Same As It Ever Was
Mike Arning/HAAS F1 | 23.2.18 | Aktuality
Haas F1 2018
Same As It Ever Was
Continuity Helps Haas F1 Team Continue
To Grow During Testing at Barcelona
KANNAPOLIS, North Carolina (Feb. 23, 2018) – The refrain “same as it ever was” in Talking Heads’ 1981 hit “Once In A Lifetime” resonates 37 years later within Haas F1 Team. The only American team competing in the FIA Formula One World Championship returns for its third season with the same driver lineup it had in 2017 amid relatively unchanged technical regulations.
Drivers Romain Grosjean and Kevin Magnussen find themselves in another part of the world behind the wheel of a large automobile as preseason testing begins at Circuit de Barcelona – Catalunya. The two pilots will take the wheel of the Haas VF-18 during eight days of testing stretched over two weeks from Feb. 26 through March 9 at the 4.655-kilometer (2.892-mile), 16-turn track.
Grosjean has been with Haas F1 Team since its debut in 2016, and 2018 marks his seventh full season in Formula One. Magnussen returns to the same team for the first time in his career after spending single seasons with McLaren (2014) and Renault (2016), respectively.

AIM:
Please rewrite the Haas F1 article from the line containing "Drivers Romain Grosjean" through "(2.892-mile), 16-turn track.", replacing "preseason testing" with "winter testing".

(Stored dataset items)
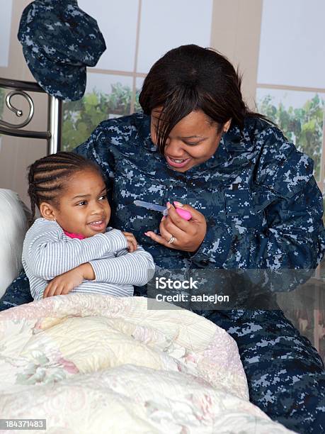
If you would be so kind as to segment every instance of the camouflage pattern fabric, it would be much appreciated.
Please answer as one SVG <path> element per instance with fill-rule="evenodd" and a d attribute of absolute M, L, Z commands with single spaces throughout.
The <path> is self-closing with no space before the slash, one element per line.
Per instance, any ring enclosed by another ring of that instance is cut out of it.
<path fill-rule="evenodd" d="M 86 67 L 106 49 L 97 21 L 76 0 L 35 0 L 24 9 L 18 38 L 40 86 L 59 99 L 75 101 L 86 89 Z"/>
<path fill-rule="evenodd" d="M 149 117 L 142 113 L 108 120 L 76 152 L 96 162 L 105 174 L 110 225 L 132 232 L 154 257 L 157 270 L 316 267 L 325 250 L 325 234 L 313 162 L 278 128 L 247 118 L 241 132 L 232 126 L 215 155 L 185 173 L 168 167 L 149 131 Z M 135 199 L 159 205 L 178 201 L 202 212 L 207 231 L 198 250 L 193 255 L 169 249 L 146 237 L 147 230 L 159 232 L 161 216 L 136 206 Z M 298 283 L 295 277 L 274 279 L 271 286 L 262 279 L 253 287 L 289 291 Z M 146 287 L 135 289 L 135 295 L 146 293 Z M 253 404 L 296 432 L 325 432 L 321 360 L 277 305 L 272 308 L 192 310 L 237 342 Z"/>

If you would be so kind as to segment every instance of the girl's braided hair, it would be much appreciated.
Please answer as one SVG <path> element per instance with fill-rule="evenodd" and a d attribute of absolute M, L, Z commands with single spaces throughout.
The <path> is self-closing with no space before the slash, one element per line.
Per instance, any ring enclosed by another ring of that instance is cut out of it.
<path fill-rule="evenodd" d="M 85 169 L 102 174 L 94 162 L 74 152 L 60 152 L 37 160 L 29 166 L 28 195 L 30 198 L 32 221 L 35 206 L 40 208 L 43 201 L 58 204 L 58 195 L 74 174 Z"/>

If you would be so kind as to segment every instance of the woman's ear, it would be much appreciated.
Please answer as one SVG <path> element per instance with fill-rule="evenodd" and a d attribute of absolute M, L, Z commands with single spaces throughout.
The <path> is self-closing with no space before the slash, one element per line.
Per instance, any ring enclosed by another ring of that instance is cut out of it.
<path fill-rule="evenodd" d="M 42 202 L 42 204 L 40 205 L 40 213 L 43 218 L 57 221 L 55 219 L 55 208 L 50 204 L 47 204 L 47 202 Z"/>
<path fill-rule="evenodd" d="M 224 128 L 223 128 L 223 132 L 224 133 L 227 133 L 228 131 L 228 130 L 230 128 L 230 124 L 232 123 L 232 118 L 230 118 L 230 119 L 229 121 L 227 121 L 226 122 L 226 123 L 224 125 Z"/>

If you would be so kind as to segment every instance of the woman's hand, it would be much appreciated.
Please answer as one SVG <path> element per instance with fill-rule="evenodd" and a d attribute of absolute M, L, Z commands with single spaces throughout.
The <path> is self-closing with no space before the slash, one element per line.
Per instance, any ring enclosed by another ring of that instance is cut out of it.
<path fill-rule="evenodd" d="M 167 204 L 169 215 L 162 218 L 160 235 L 152 231 L 146 232 L 145 235 L 171 249 L 195 252 L 201 245 L 207 232 L 205 217 L 189 205 L 178 205 L 177 207 L 190 211 L 192 218 L 189 221 L 182 218 L 172 205 Z M 175 237 L 173 243 L 169 244 L 173 236 Z"/>
<path fill-rule="evenodd" d="M 55 295 L 64 295 L 79 286 L 84 280 L 93 280 L 95 273 L 93 267 L 87 262 L 82 264 L 70 271 L 55 277 L 46 286 L 43 299 Z"/>
<path fill-rule="evenodd" d="M 130 232 L 122 232 L 127 240 L 127 250 L 132 253 L 137 249 L 137 243 L 135 235 Z"/>

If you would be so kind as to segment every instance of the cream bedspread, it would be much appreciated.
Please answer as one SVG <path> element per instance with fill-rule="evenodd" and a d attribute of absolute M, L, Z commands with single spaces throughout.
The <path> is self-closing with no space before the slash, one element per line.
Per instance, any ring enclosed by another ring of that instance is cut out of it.
<path fill-rule="evenodd" d="M 249 403 L 229 335 L 163 306 L 73 294 L 1 312 L 1 418 L 45 418 L 47 434 L 291 432 Z"/>

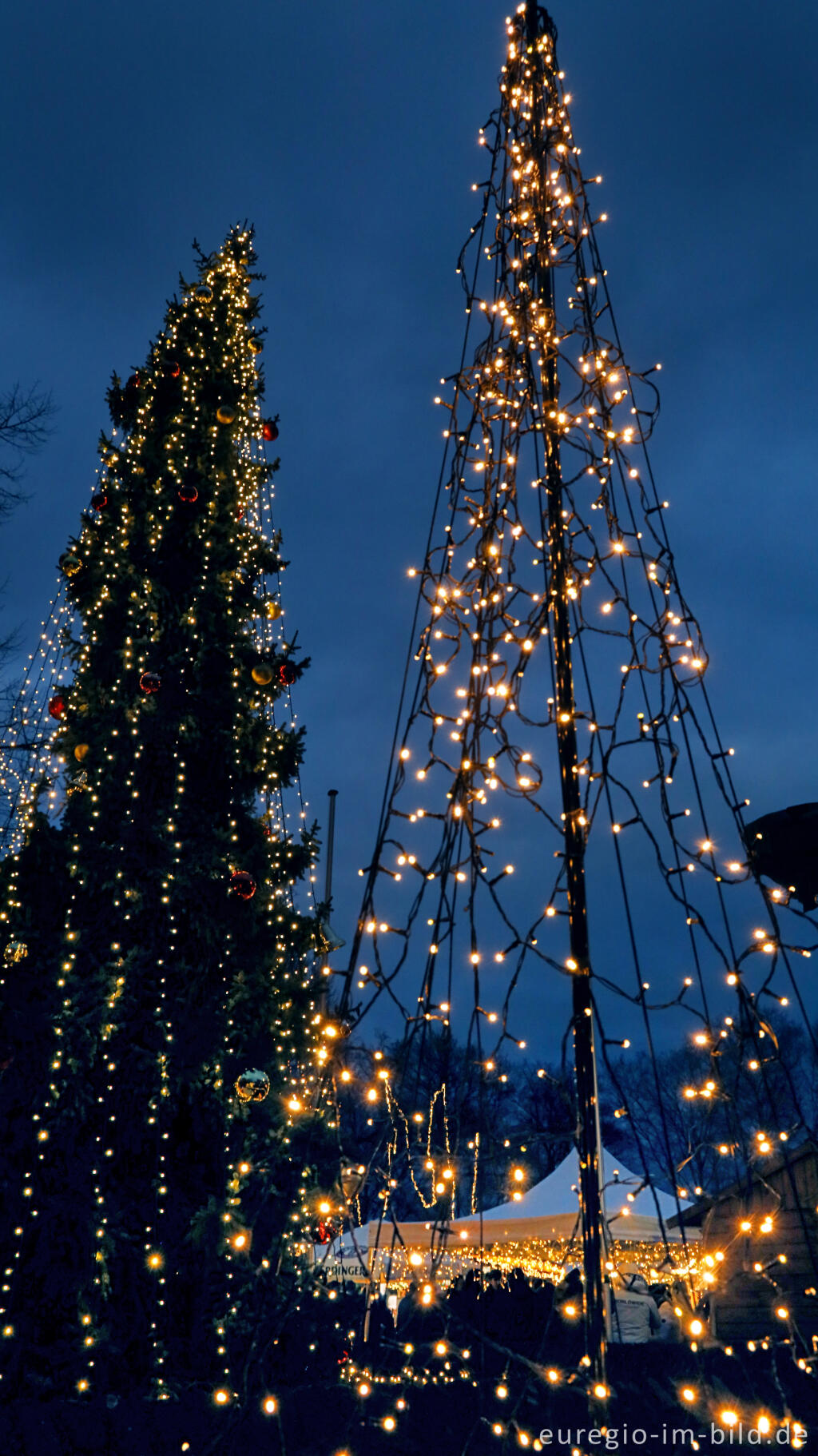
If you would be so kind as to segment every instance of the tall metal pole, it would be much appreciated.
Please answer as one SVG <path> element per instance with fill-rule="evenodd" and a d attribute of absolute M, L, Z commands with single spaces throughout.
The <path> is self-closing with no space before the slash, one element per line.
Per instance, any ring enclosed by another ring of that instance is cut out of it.
<path fill-rule="evenodd" d="M 338 798 L 338 789 L 327 789 L 326 796 L 329 799 L 329 826 L 326 831 L 326 874 L 323 885 L 323 897 L 329 906 L 332 900 L 332 856 L 335 852 L 335 801 Z"/>
<path fill-rule="evenodd" d="M 543 29 L 556 39 L 553 22 L 533 0 L 527 4 L 527 35 L 531 61 L 544 92 L 541 51 L 537 41 Z M 541 23 L 540 23 L 541 20 Z M 534 98 L 534 137 L 539 149 L 540 201 L 547 186 L 547 130 L 541 99 Z M 537 294 L 546 317 L 555 320 L 555 278 L 550 256 L 550 224 L 544 205 L 539 207 Z M 553 328 L 553 325 L 552 325 Z M 559 373 L 556 347 L 543 349 L 543 397 L 559 414 Z M 556 740 L 565 815 L 565 875 L 568 890 L 568 926 L 571 943 L 573 1066 L 576 1079 L 576 1144 L 579 1153 L 579 1206 L 582 1217 L 582 1264 L 585 1273 L 585 1354 L 594 1380 L 605 1379 L 604 1310 L 604 1238 L 600 1191 L 600 1102 L 597 1095 L 597 1059 L 591 1003 L 591 952 L 588 946 L 588 909 L 585 901 L 585 826 L 579 798 L 579 757 L 576 753 L 576 709 L 573 702 L 572 632 L 568 597 L 568 547 L 563 520 L 563 489 L 559 424 L 544 411 L 544 476 L 547 507 L 547 550 L 550 577 L 552 646 L 556 677 Z"/>

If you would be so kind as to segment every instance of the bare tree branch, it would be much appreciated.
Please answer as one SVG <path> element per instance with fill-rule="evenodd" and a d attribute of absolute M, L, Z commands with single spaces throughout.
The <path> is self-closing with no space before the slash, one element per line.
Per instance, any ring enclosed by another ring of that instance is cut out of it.
<path fill-rule="evenodd" d="M 16 489 L 25 456 L 42 448 L 54 428 L 52 418 L 51 393 L 36 383 L 28 389 L 16 383 L 0 395 L 0 517 L 25 499 Z"/>

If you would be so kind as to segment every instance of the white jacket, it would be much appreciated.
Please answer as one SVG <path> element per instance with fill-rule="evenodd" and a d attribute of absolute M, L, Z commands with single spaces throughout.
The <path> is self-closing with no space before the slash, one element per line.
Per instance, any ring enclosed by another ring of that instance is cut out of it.
<path fill-rule="evenodd" d="M 633 1274 L 626 1289 L 613 1290 L 608 1313 L 608 1340 L 619 1345 L 643 1345 L 659 1334 L 659 1310 L 640 1274 Z"/>

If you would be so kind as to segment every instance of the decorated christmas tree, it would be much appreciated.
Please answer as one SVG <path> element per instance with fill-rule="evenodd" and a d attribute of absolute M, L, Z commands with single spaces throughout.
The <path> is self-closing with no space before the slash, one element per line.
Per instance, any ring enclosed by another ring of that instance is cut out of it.
<path fill-rule="evenodd" d="M 144 365 L 114 377 L 17 708 L 6 1398 L 231 1405 L 290 1297 L 319 922 L 297 903 L 314 834 L 285 808 L 306 661 L 279 601 L 253 262 L 247 227 L 198 250 Z"/>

ANSWER IN FULL:
Drivers Romain Grosjean and Kevin Magnussen find themselves in another part of the world behind the wheel of a large automobile as winter testing begins at Circuit de Barcelona – Catalunya. The two pilots will take the wheel of the Haas VF-18 during eight days of testing stretched over two weeks from Feb. 26 through March 9 at the 4.655-kilometer (2.892-mile), 16-turn track.